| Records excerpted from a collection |
-=-=-=-=-

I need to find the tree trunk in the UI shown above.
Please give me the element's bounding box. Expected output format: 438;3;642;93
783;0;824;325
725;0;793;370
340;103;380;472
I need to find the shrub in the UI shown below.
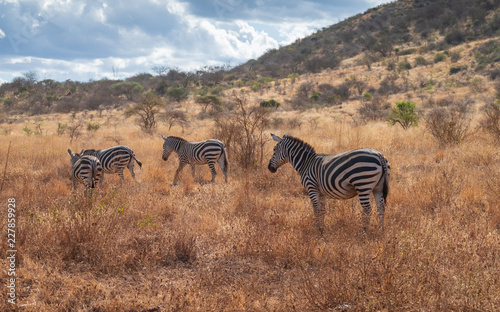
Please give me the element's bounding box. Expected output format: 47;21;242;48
311;92;321;101
425;99;474;145
434;52;446;63
449;65;467;75
414;56;428;67
87;123;100;132
166;87;188;102
388;101;419;129
398;59;412;71
212;91;271;169
480;100;500;142
260;99;280;108
358;96;390;122
110;81;144;101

-=-=-=-=-

Count the lines above that contain the word "shown". Give only the number.

2